__Set exercise__
Print the entire listing below verbatim, keeping every line unchanged.

- - - -

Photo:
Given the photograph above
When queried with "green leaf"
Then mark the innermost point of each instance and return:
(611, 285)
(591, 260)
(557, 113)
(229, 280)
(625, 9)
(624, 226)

- - - -

__Result of the task__
Photo:
Given the photograph above
When queried with "green leaf"
Then mark the innermost point of each instance and return:
(611, 285)
(591, 260)
(557, 113)
(229, 280)
(625, 9)
(624, 226)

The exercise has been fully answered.